=== Seção de texto ===
______________________________

Nos últimos anos, uma das tendências mais
surpreendentes das ciências sociais pode ser descrita como a
descoberta da ignorância. À primeira vista, parece bizarra a
escolha desse objeto de estudo, pois há mais de trinta anos nos
dizem que vivemos numa sociedade do conhecimento. Está cada
vez mais claro, entretanto, que hoje vivemos também numa
sociedade da ignorância, em que, de fato, sabemos pouco sobre
as doenças, o meio ambiente e o funcionamento dos negócios e
da política.
Essa desconfortável tomada de consciência nos coloca um
desafio. Como estudar a falta de conhecimento? Uma das
respostas tem sido examinar as práticas correntes de ocultação de
informações ou circulação de fake news, descrevendo essas
atividades como exemplos da construção, produção ou fabricação
da ignorância, quando, por exemplo, encobrem calamidades ou
defendem que determinada droga não tem efeitos colaterais
perigosos. Seria mais preciso falar de manutenção do que de
produção da ignorância.

______________________________

=== Material fornecido ===
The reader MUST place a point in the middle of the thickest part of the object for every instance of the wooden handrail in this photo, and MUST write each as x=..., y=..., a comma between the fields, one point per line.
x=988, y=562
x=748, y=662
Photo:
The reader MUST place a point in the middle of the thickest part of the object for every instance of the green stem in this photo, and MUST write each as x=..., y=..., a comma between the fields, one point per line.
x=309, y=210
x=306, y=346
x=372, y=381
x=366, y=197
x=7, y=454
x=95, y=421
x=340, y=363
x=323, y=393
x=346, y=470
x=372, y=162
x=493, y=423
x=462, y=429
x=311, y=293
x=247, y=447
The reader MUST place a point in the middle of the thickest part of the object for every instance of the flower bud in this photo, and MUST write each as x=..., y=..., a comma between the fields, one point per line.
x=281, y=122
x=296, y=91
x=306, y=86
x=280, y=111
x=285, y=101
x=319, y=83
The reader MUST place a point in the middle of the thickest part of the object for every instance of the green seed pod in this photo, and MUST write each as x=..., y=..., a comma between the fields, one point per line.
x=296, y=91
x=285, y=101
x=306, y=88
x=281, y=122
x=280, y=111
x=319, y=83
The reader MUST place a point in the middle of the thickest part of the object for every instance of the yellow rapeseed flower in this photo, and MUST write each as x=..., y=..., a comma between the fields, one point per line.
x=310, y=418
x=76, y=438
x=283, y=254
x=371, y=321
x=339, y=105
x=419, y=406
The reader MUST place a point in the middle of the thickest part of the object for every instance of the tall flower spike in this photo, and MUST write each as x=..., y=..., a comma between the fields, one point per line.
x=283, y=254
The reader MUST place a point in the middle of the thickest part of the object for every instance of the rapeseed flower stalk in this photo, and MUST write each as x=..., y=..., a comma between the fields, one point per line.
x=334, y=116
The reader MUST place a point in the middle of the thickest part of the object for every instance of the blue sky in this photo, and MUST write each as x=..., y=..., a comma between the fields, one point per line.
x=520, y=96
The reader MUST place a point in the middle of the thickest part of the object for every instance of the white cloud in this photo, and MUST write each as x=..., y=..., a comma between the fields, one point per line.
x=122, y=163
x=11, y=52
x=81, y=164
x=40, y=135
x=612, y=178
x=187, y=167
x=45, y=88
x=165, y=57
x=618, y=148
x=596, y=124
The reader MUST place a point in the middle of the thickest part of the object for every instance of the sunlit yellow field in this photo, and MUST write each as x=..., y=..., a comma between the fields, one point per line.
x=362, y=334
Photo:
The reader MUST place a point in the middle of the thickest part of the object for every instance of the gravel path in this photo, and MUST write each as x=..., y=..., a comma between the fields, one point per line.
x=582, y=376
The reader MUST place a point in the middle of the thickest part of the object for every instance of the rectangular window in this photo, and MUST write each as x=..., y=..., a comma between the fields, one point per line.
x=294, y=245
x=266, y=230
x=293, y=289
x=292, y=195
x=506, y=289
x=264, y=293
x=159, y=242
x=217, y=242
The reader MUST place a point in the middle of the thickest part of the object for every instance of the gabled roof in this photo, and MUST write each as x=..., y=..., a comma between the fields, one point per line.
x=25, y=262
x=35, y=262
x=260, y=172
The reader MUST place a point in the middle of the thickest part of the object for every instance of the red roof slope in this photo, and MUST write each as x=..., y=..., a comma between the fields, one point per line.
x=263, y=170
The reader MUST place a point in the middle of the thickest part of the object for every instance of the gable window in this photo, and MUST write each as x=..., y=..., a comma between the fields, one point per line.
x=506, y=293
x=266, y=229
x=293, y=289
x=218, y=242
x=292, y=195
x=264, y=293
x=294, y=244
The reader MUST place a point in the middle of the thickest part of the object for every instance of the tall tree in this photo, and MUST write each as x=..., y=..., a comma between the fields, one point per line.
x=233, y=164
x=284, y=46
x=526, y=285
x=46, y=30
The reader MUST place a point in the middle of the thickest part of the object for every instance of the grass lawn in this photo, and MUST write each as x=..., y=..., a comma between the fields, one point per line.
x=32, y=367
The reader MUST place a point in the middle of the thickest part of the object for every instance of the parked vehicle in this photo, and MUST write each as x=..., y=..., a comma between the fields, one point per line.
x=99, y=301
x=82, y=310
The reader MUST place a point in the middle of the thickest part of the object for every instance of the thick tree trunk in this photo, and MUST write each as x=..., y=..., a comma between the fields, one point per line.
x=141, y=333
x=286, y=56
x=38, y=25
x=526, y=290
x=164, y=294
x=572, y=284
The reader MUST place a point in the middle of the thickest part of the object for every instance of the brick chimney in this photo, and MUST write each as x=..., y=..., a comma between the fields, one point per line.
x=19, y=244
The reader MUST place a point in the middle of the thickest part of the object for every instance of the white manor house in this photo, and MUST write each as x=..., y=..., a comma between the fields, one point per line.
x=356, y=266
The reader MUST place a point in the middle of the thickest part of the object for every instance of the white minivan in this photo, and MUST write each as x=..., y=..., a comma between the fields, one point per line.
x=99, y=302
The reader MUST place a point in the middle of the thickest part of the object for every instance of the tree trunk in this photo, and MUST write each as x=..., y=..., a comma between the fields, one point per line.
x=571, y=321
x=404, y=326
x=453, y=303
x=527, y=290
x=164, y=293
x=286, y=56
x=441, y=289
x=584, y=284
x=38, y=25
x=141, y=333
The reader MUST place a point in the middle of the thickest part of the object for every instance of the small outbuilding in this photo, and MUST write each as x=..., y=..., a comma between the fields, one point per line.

______________________________

=== Usando as informações ===
1: Diga se cada afirmação a seguir está de acordo com o texto sobre a ignorância. Responda sim ou não a cada uma e cite literalmente as palavras do texto que decidem a questão.
(a) Há mais de trinta anos se diz que vivemos numa sociedade do conhecimento.
(b) Hoje sabemos muito sobre o meio ambiente.
(c) O texto considera mais preciso falar de produção da ignorância do que de manutenção.
2: Prossiga com o texto sobre a ignorância a partir da última frase apresentada.

=== Respostas em ordem ===
1:
(a) Sim: "há mais de trinta anos nos dizem que vivemos numa sociedade do conhecimento".
(b) Não: "sabemos pouco sobre as doenças, o meio ambiente e o funcionamento dos negócios e da política".
(c) Não: "Seria mais preciso falar de manutenção do que de produção da ignorância."

2:
Outra resposta a esse novo desafio seria estudar a história
social da ignorância, perguntando quem ignora o quê em dado
lugar e em dada época, quais são as causas dessa ignorância e,
acima de tudo, que consequências ela produz. A humanidade
nunca soube tantas coisas como hoje, mas cada indivíduo tem
conhecimento apenas de uma parte ínfima desse saber. Quanto
mais se tem a saber, mais se pode ignorar.
Peter Burke. A ignorância na política. E a política da ignorância. Revista Piauí, ed. 168, 2020.